* BEGIN Text block *
It was then that Deane came across the word anaphora, “a rhetorical term meaning the repetition of a word or expression at the beginning of successive phrases, clauses, sentences or verses. I thought I would use that as the basis of the structure of the piece.”

Linda Buckley: Tuile agus Trá

15-20 minutes. Three-four months to write. To be performed by Iarla Ó Lionáird and the National Symphony Orchestra
Linda Buckley loves writing for the voice. Photograph: Giorgia Fanelli
Linda Buckley loves writing for the voice. Photograph: Giorgia Fanelli

Linda Buckley’s daily concerns vary. “When it’s something orchestral, it’s mapping out overall shape, overall structure. Harmony is probably one of the most important aspects of what I’m interested in in music. So often a harmonic mapping over the whole course of the structure will be my beginning point. It feels sometimes that I can’t continue until I have a rough outline early on. But an electronic piece can be quite different, much more about textures, about sonic imaginings that you’re trying to transcribe into sound.”

Unlike Deane, she keeps everything. “I have little notebooks of melodic ideas, harmonic ideas, textural ideas, everywhere, all around the house. I return to them again and again if I’m working on a new piece. In some ways I’m very instinctive. I’ll just have a strong feeling that something will be right for a situation.”

Her new work, Tuile agus Trá, which is being performed by the sean-nós singer Iarla Ó Lionáird and the National Symphony Orchestra under David Brophy, is titled after a poem by Doireann Ní Ghríofa. “I met her in New York many years ago, and we’ve worked together ever since. I just feel a kinship with her work and her aesthetic. There’s something very heartful about what she does. It has great depth, but it’s also a bit mysterious, and there’s a bit of a gothic sensibility, which I definitely connect to as well. The title means Flood and Tide, or Ebb and Flow, and in her beautiful writing she talks a lot about the gush and the lull of the sea and the depth of it. I wanted to create that in the orchestra, a sense of expanse and depth. And it’s not always still or static. There are tumultuous elements as well.”
* END Text block *
Required actions:
(1) List every person named in the passage about Linda Buckley.
(2) Answer these from the passage about Linda Buckley.
(a) What rhetorical term did Deane come across?
(b) How long does Tuile agus Trá last?
(c) Under whom will the National Symphony Orchestra perform Tuile agus Trá?
* BEGIN Given records *
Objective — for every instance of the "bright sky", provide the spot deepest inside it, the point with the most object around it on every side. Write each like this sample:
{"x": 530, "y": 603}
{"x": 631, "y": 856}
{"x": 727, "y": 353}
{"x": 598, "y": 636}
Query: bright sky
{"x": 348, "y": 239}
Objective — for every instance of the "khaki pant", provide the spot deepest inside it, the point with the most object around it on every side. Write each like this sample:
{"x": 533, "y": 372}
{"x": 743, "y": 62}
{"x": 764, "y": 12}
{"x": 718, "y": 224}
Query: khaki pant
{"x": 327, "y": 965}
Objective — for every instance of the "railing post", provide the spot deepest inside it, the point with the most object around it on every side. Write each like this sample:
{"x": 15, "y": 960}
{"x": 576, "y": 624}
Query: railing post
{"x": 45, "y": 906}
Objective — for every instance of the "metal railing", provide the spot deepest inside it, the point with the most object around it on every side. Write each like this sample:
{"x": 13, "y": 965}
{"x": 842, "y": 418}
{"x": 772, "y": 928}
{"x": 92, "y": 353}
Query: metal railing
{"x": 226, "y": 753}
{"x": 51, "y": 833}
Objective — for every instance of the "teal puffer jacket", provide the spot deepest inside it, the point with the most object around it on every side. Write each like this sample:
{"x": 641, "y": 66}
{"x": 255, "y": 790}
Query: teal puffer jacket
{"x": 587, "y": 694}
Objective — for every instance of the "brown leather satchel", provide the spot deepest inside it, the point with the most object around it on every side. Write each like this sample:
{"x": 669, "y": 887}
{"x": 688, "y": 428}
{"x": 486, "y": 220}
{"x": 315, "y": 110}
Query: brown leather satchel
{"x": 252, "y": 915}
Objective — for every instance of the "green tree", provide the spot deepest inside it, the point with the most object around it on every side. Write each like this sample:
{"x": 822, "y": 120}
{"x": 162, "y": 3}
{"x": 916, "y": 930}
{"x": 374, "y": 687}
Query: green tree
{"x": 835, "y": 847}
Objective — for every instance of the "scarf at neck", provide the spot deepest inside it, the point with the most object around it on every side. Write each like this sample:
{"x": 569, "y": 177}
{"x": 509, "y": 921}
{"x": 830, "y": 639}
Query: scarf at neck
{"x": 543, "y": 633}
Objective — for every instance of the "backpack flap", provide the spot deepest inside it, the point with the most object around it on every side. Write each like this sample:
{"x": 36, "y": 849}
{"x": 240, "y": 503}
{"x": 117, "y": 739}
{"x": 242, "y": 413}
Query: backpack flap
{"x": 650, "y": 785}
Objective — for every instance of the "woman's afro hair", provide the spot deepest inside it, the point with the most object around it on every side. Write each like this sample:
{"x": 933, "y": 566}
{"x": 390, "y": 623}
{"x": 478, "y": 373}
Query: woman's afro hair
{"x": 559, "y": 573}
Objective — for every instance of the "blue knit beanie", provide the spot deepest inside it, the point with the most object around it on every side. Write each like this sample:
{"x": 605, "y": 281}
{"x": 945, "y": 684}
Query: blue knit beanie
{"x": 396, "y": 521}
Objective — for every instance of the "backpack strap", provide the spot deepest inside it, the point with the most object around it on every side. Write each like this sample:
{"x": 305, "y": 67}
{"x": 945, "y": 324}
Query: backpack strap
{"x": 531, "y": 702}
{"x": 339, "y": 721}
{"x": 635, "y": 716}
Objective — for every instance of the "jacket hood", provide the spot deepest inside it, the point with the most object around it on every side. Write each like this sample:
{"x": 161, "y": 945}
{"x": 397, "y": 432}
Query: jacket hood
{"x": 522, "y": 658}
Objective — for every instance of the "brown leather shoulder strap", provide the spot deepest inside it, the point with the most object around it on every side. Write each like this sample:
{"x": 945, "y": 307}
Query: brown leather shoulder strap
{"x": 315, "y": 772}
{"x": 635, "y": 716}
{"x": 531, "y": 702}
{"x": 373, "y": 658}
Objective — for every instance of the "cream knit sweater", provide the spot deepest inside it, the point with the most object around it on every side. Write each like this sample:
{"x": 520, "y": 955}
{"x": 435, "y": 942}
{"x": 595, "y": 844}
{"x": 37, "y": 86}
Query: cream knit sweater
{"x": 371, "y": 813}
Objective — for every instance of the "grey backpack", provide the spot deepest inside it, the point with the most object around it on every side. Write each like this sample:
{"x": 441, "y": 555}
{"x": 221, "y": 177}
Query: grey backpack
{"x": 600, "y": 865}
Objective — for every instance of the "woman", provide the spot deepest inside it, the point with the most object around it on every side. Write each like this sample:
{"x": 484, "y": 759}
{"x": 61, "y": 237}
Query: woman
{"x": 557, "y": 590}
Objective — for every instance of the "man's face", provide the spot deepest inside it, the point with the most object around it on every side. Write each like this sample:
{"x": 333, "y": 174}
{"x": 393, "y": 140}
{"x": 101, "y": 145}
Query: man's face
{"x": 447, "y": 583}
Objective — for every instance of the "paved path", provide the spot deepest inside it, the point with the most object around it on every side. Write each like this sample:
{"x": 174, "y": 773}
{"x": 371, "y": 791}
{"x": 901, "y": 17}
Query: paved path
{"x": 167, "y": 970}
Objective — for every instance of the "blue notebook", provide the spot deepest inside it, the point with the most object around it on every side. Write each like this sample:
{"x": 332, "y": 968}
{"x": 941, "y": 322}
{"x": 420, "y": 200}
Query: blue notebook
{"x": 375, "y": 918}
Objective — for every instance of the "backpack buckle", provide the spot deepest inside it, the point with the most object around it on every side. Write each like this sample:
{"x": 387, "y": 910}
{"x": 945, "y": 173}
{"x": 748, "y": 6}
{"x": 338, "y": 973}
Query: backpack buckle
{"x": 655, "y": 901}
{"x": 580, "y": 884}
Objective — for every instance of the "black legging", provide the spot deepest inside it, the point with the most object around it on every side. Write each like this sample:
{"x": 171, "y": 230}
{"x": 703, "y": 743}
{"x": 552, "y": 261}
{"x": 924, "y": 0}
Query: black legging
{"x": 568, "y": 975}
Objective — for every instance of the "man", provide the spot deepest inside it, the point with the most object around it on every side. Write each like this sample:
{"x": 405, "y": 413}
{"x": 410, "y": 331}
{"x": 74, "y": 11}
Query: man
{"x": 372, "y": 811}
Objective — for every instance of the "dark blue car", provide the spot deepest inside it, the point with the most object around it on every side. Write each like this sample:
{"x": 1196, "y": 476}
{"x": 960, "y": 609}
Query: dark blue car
* END Given records *
Solutions to the problems:
(1)
Deane
Linda Buckley
Iarla Ó Lionáird
Giorgia Fanelli
David Brophy
Doireann Ní Ghríofa

(2)
(a) Anaphora
(b) 15-20 minutes
(c) David Brophy